Page excerpt =
────────────────
M5 Consolidated Tax Returns Flashcards
MCQ-06007
Which of the following groups may elect to file a consolidated corporate return?
Members of an affiliated group.
MCQ-12524
Which of the following statements regarding the election to file a consolidated tax return is correct?
Intercompany gains are eliminated.
MCQ-06536
On June 30, Gold and Silver are calendar-year C corporations. The corporations have merged, with Gold as a subsidiary of Silver. Silver owns 85% of Gold’s voting stock and fair market value (FMV). Which of the following tax return filings would be appropriate for the two companies?
A consolidated return, because Silver owns at least 80% of both the voting stock and FMV of Gold.
IRC Sections 1501 and 1504 allow certain combinations of corporations (an affiliated group) to file a consolidated income tax return. An affiliated group is one or more chains of corporations connected through stock ownership with a common parent if that parent directly owns stock possessing at least 80% of the total voting power of at least one of the other corporations and having a value equal to at least 80% of the total value of the stock of the corporation.
MCQ-02112
With regard to consolidated tax returns, which of the following statements is correct?
Operating losses of one group member may be used to offset operating profits of the other members included in the consolidated return.
A significant advantage of consolidated tax returns is the ability to offset gains and losses among group members as if they were a single taxpayer.
MCQ-14679
With regard to consolidated returns, which one of the following statements is correct?
Operating losses of one group member may be used to offset operating profits of the other members included in the consolidated return
Operating losses of one group member of a consolidated return may be used to offset operating profits of the other members included in the consolidated return.
MCQ-02225
In the consolidated income tax return of a corporation and its wholly-owned subsidiary, what percentage of cash dividends paid by the subsidiary to the parent is tax-free?
────────────────
Records from a data collection:
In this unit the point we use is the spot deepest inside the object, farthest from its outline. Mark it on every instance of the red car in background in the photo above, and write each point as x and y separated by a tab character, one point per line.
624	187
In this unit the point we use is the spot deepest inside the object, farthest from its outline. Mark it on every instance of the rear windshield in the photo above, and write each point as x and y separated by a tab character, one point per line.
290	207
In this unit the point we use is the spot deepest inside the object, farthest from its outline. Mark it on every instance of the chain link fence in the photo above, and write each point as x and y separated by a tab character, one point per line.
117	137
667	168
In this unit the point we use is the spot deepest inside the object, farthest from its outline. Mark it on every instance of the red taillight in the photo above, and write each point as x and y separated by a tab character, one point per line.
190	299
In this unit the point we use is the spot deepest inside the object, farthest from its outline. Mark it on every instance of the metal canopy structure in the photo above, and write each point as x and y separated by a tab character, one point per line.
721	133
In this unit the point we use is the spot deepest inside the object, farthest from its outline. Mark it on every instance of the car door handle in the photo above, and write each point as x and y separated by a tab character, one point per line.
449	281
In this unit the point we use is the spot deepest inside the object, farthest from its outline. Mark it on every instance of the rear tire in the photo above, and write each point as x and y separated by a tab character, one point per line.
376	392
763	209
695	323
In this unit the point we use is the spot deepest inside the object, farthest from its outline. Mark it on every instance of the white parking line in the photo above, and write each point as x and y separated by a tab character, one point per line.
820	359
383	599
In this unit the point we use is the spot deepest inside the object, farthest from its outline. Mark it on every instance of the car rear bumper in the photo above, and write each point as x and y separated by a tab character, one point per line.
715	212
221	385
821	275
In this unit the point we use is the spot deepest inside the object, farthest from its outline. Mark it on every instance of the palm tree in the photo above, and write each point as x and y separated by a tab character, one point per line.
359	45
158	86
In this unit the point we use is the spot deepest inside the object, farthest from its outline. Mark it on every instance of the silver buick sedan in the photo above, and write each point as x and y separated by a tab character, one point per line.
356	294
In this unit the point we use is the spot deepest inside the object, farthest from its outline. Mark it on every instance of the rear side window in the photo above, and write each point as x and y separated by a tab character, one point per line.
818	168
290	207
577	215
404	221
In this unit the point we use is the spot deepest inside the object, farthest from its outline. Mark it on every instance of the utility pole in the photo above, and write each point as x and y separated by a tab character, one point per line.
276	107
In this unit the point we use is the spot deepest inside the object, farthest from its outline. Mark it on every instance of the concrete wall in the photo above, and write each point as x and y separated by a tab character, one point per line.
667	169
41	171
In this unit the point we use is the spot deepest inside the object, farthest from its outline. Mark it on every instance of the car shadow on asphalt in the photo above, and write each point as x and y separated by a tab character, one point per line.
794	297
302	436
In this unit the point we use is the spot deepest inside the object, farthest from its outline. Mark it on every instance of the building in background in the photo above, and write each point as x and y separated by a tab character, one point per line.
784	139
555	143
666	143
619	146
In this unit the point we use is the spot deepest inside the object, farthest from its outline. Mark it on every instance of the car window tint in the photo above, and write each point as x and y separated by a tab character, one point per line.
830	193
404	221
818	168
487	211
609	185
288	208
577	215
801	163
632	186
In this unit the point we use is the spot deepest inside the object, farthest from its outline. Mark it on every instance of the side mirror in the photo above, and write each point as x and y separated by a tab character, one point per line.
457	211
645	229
────────────────
What you will do =
1. Please reproduce the part of the consolidated tax returns flashcards that opens with the words containing "Intercompany gains are" and closes with "of the corporation.".
2. List every code beginning with "MCQ-" that appears in the consolidated tax returns flashcards.

Per-task outputs =
1.
Intercompany gains are eliminated.
MCQ-06536
On June 30, Gold and Silver are calendar-year C corporations. The corporations have merged, with Gold as a subsidiary of Silver. Silver owns 85% of Gold’s voting stock and fair market value (FMV). Which of the following tax return filings would be appropriate for the two companies?
A consolidated return, because Silver owns at least 80% of both the voting stock and FMV of Gold.
IRC Sections 1501 and 1504 allow certain combinations of corporations (an affiliated group) to file a consolidated income tax return. An affiliated group is one or more chains of corporations connected through stock ownership with a common parent if that parent directly owns stock possessing at least 80% of the total voting power of at least one of the other corporations and having a value equal to at least 80% of the total value of the stock of the corporation.

2.
MCQ-06007
MCQ-12524
MCQ-06536
MCQ-02112
MCQ-14679
MCQ-02225